- **Apply what you read**
**A.** Decide whether each statement agrees with the Tourism passage, and answer yes or no, quoting the deciding words of the passage. (i) Focusing early on Culture and Tourism is not necessarily a good strategy. (ii) The themed Archaeological Museum in the passage generates +180 Tourism per turn. (iii) Walls are among the buildings named as generating Tourism.
**B.** Quote the Tourism passage between "This demonstrates how" and "Tourism as possible.", inclusive.
**C.** Continue the Tourism passage from the point where it stops.

- **Reading passage**
★ ★ ★ ★

This demonstrates how in the latter stage of the game Cultural Victory is dominated by compounding multipliers and favourable international relations, making this simple themed Archaeological Museum generate +280 Tourism per turn.
Strategy[edit | edit source]
Just as high Culture output gives Domestic Tourists plenty of interesting places to visit within a nation's borders, high Tourism output attracts Visiting Tourists from other parts of the world. A player can win a Culture Victory by attracting more Visiting Tourists to his or her civilization than any other civilization has Domestic Tourists, so culturally oriented players will also want to focus on generating as much Tourism as possible.
Focusing early on Culture and Tourism are not necessarily good strategies since the Tourism impacts are exponentially larger in the latter stages of the game. A focus on expansion, with wonder production if possible, and then producing a large number of Theater Squares mid-game to generate Great Person points and produce Archaeologists is sensible.
After exhausting cultural options, building Seaside Resorts, National Parks, unique cultural tile improvements, and having any other buildings that generate Tourism such as Walls, Ferris Wheels, Arenas, Stadiums, and Shopping Malls, will significantly add up.
Try to patronize Great People specifically useful for maximizing your Tourism output, and be sure to optimize international relations to capitalize on the compounding effect of all of your total multipliers.

★ ★ ★ ★

- **Dataset content**
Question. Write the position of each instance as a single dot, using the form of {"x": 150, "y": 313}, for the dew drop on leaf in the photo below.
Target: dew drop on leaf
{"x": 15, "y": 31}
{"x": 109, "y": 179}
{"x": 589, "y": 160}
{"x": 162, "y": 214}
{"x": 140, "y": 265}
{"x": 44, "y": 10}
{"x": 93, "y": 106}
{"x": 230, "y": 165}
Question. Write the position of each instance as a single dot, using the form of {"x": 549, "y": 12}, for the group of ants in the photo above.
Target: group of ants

★ ★ ★ ★

- **Task answers**
**A.**
(i) Yes: "Focusing early on Culture and Tourism are not necessarily good strategies"
(ii) No: "making this simple themed Archaeological Museum generate +280 Tourism per turn"
(iii) Yes: "any other buildings that generate Tourism such as Walls, Ferris Wheels, Arenas, Stadiums, and Shopping Malls"

**B.**
This demonstrates how in the latter stage of the game Cultural Victory is dominated by compounding multipliers and favourable international relations, making this simple themed Archaeological Museum generate +280 Tourism per turn.
Strategy[edit | edit source]
Just as high Culture output gives Domestic Tourists plenty of interesting places to visit within a nation's borders, high Tourism output attracts Visiting Tourists from other parts of the world. A player can win a Culture Victory by attracting more Visiting Tourists to his or her civilization than any other civilization has Domestic Tourists, so culturally oriented players will also want to focus on generating as much Tourism as possible.

**C.**
Targeting the most culturally advanced civilization, combat wise, may be necessary to reduce the required number of visiting tourists or stop it from becoming unassailable.
Maximizing Tourism from Great Works of Art[edit | edit source]
There are a total of 4 types of Great Works of Art:
- Religious: The first available type of Art, and the only type that is immediately themeable in the Renaissance Era. Religious Art is not counted as Religious Tourism and thus will not be negatively affected by The Enlightenment.
- Portrait: First themeable in the Modern Era.
- Landscape: First themeable in the Modern Era.
- Sculpture: First themeable in the Modern Era.
The availability of each type of Great Work of Art is as follows (noting that the order of Great Artists appearing within an era is randomized every game):
|Rembrandt van Rijn||Industrial||1||2|
|Vincent van Gogh||3|
|Total of type||12||14||18||16|
|Max number of themed buildings||4||4||6||5|
|Number of leftover (unthemeable) works||0||2||0||1|
Throughout the first two eras (Renaissance and Industrial), only Religious Art is themeable. If you manage to earn all Great Artists that can create Religious Art (by buying or running projects), you are guaranteed to have one themed Museum in the Renaissance Era and three more in the Industrial Era. However, since this perfect scenario is unlikely unless you are playing as Kongo or Russia, it is recommended to trade away any leftover Religious Art for other types of Art after the Industrial Era ends, since you will not be able to earn any more of that type after that point. If Russia is in the game, it may be better not to go for them as Russia often gains so many Great Artists in such a short span of time that they can't use the ones they get, so their works will not be available to trade. Afterward, you can theme Portraits and Landscapes starting from the Modern Era and Sculptures starting from the Atomic Era.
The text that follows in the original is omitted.